#### [What is needed]
Please give back only the part of the items below that opens with the line containing "[trace] high-rise building -> outlines" and closes with the line containing "M582 386L583 269L550", replacing "high-rise building" with "skyscraper" and keeping everything else unchanged.

*** Material shown ***

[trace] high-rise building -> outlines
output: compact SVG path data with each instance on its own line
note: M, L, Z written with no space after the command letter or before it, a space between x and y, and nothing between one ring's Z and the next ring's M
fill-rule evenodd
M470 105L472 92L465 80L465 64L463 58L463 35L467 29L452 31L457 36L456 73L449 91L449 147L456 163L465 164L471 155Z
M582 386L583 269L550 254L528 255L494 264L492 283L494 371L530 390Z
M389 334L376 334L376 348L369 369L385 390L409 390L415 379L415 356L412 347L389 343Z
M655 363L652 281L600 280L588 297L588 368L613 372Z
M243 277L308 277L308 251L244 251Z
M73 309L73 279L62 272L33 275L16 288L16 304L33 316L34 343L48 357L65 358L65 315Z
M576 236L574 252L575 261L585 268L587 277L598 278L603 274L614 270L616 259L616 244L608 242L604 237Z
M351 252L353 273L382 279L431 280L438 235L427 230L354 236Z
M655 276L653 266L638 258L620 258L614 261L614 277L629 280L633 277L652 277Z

***
*** Material shown ***

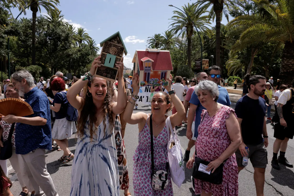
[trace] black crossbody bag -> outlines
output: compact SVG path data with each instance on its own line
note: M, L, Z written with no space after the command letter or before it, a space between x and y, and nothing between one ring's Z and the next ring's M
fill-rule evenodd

***
*** Material shown ***

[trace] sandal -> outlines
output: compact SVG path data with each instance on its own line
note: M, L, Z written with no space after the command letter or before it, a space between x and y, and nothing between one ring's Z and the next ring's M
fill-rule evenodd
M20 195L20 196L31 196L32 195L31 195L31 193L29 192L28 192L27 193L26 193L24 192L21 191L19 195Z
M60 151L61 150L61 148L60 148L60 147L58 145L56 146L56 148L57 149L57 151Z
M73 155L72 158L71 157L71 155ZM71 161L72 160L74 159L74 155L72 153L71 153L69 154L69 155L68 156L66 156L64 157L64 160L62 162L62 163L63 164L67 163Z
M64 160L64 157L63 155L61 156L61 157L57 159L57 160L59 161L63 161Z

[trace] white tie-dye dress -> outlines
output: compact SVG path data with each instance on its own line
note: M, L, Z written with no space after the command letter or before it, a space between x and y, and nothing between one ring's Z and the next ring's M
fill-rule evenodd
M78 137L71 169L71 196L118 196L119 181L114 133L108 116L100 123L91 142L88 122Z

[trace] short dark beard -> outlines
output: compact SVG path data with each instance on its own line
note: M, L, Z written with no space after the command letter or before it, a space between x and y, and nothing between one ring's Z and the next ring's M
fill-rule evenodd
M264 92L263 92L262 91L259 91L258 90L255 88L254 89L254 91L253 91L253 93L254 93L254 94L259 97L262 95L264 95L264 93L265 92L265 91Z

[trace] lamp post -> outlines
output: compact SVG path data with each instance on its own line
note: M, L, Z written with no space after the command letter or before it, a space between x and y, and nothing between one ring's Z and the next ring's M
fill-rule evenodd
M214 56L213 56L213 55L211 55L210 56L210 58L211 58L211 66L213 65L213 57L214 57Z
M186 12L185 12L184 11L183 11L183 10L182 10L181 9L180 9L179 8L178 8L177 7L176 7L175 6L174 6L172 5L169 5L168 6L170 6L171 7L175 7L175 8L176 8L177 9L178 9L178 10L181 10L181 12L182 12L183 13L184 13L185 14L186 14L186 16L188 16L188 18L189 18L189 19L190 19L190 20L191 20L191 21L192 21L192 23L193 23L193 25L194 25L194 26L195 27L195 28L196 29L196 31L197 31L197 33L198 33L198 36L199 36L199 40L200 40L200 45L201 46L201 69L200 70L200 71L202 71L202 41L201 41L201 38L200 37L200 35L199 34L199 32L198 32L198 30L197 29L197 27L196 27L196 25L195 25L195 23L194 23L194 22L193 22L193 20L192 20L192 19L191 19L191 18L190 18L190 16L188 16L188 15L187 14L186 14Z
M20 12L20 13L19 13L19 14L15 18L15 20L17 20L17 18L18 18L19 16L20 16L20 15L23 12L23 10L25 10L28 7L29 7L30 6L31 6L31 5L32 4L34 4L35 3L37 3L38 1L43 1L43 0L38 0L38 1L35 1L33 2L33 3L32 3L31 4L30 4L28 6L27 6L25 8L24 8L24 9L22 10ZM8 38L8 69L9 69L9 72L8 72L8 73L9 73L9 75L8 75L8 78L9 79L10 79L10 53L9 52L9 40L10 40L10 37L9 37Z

***

#### [Output of the exercise]
[trace] skyscraper -> outlines
output: compact SVG path data with each instance on its own line
note: M, L, Z written with no space after the command letter or before it, a space between x and y, and nothing between one ring's Z and the next ring's M
fill-rule evenodd
M470 105L472 92L465 80L465 64L463 58L463 35L467 29L452 31L457 36L456 73L449 91L449 147L456 163L465 164L471 155Z
M582 386L583 269L550 254L528 255L494 264L492 283L494 371L530 390Z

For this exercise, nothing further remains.